▸ **READING PASSAGE**
Skip to content

Feature: Binary Security Analysis Skill — Exploit Feasibility, Crash Triage, and Protection Analysis (inspired by RAPTOR) #383

@teknium1

Description

@teknium1

Overview

RAPTOR includes a sophisticated binary security analysis module (packages/exploit_feasibility/, ~2500 lines in api.py alone) that performs comprehensive exploit feasibility assessment of compiled binaries. It analyzes memory protections, kernel mitigations, glibc defenses, ROP gadget availability, payload constraints, and input handler characteristics to determine whether a vulnerability in a binary is actually exploitable — and if so, what techniques would work.

Hermes Agent has no capability for analyzing compiled binaries, assessing exploit feasibility, triaging crashes, or understanding binary protections. This is a significant gap for users working with C/C++ codebases, embedded systems, CTF challenges, or security research.

This issue proposes a Binary Security Analysis skill that wraps standard binary analysis tools (checksec, readelf, objdump, nm, GDB/LLDB, ROPgadget) with LLM-powered interpretation, adapting RAPTOR's analysis patterns and expert personas into a Hermes Agent skill. The skill would also include crash analysis and triage capabilities from RAPTOR's packages/binary_analysis/ module (1325 lines).

▸ **DATA LISTING**
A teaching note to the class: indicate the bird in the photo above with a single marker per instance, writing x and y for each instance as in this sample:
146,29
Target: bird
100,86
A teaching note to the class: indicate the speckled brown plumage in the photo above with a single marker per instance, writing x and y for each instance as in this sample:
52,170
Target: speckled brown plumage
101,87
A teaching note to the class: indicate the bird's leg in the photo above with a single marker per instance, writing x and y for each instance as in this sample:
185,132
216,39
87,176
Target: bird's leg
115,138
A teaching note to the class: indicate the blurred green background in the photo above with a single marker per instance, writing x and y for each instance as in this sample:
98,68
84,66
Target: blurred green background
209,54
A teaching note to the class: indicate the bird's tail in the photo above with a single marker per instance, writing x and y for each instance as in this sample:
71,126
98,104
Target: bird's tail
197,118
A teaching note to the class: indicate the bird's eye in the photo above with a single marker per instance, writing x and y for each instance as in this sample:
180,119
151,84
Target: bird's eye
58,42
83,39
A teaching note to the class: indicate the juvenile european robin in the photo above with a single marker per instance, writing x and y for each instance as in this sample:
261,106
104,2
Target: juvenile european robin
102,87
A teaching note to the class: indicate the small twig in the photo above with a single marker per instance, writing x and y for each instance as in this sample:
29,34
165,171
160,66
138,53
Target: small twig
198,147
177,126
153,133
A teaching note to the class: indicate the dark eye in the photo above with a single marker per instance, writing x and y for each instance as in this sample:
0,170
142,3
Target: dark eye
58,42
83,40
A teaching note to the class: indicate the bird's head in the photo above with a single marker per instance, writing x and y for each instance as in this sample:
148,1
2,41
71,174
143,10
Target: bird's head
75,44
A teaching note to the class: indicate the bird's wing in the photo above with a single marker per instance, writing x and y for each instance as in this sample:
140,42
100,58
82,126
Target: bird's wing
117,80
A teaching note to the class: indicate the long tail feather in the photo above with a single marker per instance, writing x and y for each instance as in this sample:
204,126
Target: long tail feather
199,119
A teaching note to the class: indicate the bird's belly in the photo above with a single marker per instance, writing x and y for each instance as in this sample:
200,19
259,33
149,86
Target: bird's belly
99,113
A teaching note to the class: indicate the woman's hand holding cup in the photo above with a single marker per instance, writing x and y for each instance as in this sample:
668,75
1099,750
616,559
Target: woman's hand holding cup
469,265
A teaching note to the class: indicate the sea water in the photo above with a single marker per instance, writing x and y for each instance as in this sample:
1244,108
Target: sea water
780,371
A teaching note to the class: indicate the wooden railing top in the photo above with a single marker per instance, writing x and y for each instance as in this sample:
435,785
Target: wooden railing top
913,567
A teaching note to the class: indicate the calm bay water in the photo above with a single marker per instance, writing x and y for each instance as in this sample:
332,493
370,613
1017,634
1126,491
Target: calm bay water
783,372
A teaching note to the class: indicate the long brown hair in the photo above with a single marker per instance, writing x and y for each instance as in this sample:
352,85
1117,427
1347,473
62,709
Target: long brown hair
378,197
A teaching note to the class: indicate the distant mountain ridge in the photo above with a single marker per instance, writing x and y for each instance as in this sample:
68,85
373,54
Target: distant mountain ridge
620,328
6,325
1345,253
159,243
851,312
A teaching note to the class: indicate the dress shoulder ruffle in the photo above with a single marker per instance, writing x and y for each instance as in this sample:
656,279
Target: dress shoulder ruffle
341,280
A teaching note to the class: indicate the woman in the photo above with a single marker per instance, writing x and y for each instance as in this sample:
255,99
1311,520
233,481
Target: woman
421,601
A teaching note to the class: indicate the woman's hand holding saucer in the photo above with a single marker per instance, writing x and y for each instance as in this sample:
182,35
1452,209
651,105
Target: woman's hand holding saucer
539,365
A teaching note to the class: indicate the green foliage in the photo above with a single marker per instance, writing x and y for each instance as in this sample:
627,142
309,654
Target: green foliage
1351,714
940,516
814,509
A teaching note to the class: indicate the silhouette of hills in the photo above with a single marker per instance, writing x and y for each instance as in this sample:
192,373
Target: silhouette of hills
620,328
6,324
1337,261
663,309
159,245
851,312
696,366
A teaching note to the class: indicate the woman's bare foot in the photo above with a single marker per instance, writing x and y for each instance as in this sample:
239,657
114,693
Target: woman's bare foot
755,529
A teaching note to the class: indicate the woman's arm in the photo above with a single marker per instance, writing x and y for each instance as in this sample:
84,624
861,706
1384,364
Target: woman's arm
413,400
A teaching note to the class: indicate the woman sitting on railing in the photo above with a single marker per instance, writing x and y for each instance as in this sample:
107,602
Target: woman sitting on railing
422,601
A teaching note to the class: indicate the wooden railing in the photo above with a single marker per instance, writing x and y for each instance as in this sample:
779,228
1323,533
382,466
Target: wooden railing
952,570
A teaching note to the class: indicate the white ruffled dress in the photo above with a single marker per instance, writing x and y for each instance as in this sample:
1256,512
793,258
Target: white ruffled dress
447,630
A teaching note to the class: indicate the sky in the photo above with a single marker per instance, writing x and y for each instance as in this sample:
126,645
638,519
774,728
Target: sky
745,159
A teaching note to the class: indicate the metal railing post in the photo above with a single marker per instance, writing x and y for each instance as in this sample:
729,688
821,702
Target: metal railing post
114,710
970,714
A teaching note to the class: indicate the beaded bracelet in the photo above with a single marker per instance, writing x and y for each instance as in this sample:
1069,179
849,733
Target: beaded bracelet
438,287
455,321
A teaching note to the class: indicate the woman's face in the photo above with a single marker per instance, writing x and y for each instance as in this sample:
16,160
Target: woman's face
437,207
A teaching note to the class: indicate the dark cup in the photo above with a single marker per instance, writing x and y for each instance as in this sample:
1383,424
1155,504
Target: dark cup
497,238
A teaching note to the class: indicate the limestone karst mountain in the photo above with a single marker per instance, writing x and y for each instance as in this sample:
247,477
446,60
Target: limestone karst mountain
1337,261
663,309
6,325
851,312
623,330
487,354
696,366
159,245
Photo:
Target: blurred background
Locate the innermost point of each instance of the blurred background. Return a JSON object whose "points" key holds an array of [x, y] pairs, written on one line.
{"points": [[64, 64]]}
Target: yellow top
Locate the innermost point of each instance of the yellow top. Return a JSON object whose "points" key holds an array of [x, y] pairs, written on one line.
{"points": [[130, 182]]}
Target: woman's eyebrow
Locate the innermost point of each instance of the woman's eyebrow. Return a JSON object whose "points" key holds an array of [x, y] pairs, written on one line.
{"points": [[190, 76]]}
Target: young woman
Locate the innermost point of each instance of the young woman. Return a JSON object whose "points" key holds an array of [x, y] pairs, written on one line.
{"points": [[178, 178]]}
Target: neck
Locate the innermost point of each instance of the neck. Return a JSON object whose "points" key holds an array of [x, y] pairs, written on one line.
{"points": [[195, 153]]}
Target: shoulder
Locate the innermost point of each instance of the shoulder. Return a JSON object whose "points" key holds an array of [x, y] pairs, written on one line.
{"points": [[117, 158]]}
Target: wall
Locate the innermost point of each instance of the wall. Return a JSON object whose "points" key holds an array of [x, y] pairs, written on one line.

▸ **WHAT TO DO**
1. According to the binary security analysis proposal above, how many lines does RAPTOR's packages/binary_analysis/ module contain?
2. Please write out the part of the binary security analysis proposal above starting at "RAPTOR includes a" and ending at "techniques would work.".
3. Write the next part of the binary security analysis proposal, picking up after its last sentence.

▸ **OUTPUTS BY TASK**
1. 1325 lines

2.
RAPTOR includes a sophisticated binary security analysis module (packages/exploit_feasibility/, ~2500 lines in api.py alone) that performs comprehensive exploit feasibility assessment of compiled binaries. It analyzes memory protections, kernel mitigations, glibc defenses, ROP gadget availability, payload constraints, and input handler characteristics to determine whether a vulnerability in a binary is actually exploitable — and if so, what techniques would work.

3.
Research Findings

How RAPTOR's Binary Analysis Works

Exploit Feasibility Module (packages/exploit_feasibility/)

The module performs layered analysis through analyze_binary():

Protection Analysis:

  • Binary protections via checksec: RELRO (Partial/Full), PIE (position-independent), NX/DEP (non-executable stack), Stack Canary, FORTIFY_SOURCE
  • glibc mitigation analysis: pointer mangling, tcache hardening, safe linking, __free_hook/__malloc_hook removal status, %n format string verification
  • Kernel mitigation analysis: ASLR level (0/1/2), mmap_min_addr, ptrace_scope

ROP Gadget Analysis:

  • Scans for useful gadgets: pop rdi; ret, pop rsi; ret, syscall; ret, leave; ret, etc.
  • Bad byte analysis per target address (null bytes, newlines in payload)
  • One-gadget analysis with partial overwrite viability assessment

Exploit Primitive Enumeration:

  • Arbitrary read/write detection
  • Control flow hijack (RIP/RSP control)
  • Heap control primitives
  • Format string capabilities (call count, single-shot detection)

Input Handler Analysis:

  • Detects input functions: strcpy, gets, fgets, read, recv, scanf
  • Payload constraint analysis: bad bytes, maximum length, charset restrictions

Output:
Rich verdict with classification (exploitable / likely_exploitable / difficult / unlikely / blocked), concrete targets, viable techniques, and actionable guidance.

Crash Analysis Module (packages/binary_analysis/)

CrashAnalyser class (crash_analyser.py, 1325 lines):

10-step crash analysis pipeline:

  1. Get binary info (file, readelf)
  2. Detect ASan instrumentation
  3. Run ASan analysis if available
  4. Run debugger analysis (GDB on Linux, LLDB on macOS — auto-detected)
  5. Get disassembly at crash site (objdump)
  6. Analyze memory layout/protections (ASLR, stack canaries, NX/DEP)
  7. Detect environmental crashes (debugger artifacts, sanitizer artifacts)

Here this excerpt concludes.